■ **EXERCISE DESCRIPTION**: Tally the lines in the data below that contain the string "forearm". What is the count? Reply with the number only.

── EXERCISE MATERIALS ──

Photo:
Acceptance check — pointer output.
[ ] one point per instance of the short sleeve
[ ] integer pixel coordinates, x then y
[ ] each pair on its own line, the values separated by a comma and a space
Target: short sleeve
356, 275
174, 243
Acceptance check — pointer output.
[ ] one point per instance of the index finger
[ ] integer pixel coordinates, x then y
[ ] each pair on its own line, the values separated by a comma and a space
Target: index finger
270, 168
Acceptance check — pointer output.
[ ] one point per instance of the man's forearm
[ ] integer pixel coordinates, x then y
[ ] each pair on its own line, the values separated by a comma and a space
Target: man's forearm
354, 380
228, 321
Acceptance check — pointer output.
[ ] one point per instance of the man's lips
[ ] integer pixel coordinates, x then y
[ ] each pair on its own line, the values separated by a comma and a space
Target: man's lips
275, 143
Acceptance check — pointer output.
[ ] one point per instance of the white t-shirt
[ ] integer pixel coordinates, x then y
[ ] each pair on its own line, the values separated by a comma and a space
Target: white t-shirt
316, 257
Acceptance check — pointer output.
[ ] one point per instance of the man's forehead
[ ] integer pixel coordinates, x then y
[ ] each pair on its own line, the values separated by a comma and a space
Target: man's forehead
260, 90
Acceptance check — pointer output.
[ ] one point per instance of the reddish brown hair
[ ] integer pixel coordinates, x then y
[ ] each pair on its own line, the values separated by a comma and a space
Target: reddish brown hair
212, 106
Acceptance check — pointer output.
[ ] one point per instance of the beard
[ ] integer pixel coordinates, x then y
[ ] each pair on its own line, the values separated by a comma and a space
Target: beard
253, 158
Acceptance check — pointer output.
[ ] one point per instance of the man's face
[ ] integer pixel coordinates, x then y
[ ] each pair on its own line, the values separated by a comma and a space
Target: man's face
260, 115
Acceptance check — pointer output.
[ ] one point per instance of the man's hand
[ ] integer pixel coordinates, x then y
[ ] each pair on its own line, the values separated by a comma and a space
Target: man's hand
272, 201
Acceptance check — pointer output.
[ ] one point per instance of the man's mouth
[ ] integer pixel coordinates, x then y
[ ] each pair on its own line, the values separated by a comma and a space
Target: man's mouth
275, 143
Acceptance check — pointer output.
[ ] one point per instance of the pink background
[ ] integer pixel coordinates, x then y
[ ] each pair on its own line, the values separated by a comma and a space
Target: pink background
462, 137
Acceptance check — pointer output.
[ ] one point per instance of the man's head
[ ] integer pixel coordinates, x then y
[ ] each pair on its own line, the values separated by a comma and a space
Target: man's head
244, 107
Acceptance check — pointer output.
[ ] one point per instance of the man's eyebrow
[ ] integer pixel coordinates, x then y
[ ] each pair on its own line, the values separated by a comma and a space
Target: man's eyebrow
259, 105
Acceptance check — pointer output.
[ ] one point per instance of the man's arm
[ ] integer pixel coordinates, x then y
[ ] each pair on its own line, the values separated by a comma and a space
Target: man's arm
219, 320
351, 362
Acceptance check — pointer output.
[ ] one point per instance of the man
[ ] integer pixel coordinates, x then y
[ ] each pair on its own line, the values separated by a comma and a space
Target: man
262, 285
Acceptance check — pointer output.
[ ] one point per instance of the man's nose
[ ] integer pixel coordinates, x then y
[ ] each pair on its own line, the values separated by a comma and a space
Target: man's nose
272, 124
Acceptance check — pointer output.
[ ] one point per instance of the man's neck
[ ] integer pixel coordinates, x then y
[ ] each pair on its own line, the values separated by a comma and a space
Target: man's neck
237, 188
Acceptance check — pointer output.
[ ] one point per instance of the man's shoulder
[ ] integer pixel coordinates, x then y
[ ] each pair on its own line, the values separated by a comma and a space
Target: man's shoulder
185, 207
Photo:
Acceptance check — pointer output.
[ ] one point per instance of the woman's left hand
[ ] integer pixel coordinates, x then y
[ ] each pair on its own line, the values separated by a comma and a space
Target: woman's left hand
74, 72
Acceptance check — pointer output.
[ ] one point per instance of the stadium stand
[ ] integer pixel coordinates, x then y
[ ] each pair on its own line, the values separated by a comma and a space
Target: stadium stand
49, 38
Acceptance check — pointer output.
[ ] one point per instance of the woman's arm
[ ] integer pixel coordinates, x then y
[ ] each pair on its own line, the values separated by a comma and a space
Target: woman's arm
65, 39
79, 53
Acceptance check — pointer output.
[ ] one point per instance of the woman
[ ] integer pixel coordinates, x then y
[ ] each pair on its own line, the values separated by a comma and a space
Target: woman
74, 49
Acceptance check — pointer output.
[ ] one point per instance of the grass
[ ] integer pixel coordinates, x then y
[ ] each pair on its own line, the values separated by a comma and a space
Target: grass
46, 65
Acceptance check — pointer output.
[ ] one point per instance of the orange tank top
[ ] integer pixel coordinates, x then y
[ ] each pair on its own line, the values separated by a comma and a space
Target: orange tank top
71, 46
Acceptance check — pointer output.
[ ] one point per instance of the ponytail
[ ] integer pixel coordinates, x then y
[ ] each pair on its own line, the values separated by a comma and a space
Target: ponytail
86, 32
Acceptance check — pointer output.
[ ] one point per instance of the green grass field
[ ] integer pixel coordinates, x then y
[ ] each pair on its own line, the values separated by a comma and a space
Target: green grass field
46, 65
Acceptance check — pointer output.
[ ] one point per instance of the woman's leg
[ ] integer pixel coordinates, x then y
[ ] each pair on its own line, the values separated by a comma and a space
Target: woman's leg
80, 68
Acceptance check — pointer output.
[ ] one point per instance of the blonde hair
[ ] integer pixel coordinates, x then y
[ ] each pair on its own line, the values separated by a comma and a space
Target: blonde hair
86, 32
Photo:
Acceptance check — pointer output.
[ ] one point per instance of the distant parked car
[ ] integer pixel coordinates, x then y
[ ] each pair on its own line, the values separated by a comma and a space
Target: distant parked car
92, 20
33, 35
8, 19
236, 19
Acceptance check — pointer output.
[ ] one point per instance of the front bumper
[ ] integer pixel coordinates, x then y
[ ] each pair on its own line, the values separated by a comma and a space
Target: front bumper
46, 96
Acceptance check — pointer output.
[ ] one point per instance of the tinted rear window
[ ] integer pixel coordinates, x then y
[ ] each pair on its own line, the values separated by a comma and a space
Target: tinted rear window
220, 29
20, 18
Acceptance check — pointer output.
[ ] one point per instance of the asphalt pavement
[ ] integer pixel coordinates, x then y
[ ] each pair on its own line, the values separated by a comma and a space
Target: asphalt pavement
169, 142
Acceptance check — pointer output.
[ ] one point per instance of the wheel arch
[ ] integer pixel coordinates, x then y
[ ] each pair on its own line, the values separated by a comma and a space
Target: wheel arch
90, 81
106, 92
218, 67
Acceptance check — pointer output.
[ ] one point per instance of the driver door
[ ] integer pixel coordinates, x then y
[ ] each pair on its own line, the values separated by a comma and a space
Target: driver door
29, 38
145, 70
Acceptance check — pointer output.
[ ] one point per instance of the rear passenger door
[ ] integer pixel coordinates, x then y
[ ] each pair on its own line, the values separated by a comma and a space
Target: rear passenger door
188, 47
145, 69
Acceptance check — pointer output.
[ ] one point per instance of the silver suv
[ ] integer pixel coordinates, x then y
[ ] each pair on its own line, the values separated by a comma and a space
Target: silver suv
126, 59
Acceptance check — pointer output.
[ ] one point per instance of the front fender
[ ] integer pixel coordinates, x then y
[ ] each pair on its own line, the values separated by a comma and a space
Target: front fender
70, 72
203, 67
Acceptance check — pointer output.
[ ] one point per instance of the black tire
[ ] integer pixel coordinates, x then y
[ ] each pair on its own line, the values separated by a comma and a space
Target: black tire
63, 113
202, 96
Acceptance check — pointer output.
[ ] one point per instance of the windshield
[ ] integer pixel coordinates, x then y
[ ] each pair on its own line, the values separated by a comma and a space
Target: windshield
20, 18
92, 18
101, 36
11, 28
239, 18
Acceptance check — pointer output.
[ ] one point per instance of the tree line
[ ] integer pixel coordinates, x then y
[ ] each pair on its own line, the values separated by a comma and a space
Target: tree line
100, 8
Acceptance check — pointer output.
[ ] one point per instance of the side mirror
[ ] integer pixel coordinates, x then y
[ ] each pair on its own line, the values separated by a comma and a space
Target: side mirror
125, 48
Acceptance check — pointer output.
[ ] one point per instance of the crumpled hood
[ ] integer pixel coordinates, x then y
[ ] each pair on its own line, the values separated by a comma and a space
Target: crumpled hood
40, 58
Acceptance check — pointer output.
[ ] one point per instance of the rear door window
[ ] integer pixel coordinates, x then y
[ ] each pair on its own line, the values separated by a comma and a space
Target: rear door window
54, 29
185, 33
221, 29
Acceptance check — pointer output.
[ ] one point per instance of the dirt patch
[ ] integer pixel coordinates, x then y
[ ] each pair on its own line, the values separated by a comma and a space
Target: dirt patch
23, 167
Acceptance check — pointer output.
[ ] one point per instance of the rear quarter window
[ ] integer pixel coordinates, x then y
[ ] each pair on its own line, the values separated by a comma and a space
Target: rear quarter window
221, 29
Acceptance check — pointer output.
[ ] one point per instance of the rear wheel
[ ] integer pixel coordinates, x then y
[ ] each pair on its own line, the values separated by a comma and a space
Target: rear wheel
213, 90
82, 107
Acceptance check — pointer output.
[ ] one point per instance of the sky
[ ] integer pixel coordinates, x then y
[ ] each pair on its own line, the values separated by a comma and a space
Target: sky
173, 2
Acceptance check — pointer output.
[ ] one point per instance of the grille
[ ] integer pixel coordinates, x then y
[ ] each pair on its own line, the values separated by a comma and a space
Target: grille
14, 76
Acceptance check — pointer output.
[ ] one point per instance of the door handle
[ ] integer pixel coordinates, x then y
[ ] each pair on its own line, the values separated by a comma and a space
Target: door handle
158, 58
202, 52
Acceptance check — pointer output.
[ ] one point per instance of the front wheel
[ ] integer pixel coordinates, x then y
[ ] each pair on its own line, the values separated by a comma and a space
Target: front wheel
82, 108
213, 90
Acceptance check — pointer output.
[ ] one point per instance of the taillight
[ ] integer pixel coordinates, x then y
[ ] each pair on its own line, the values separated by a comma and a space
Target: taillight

───

■ **REPLY**: 2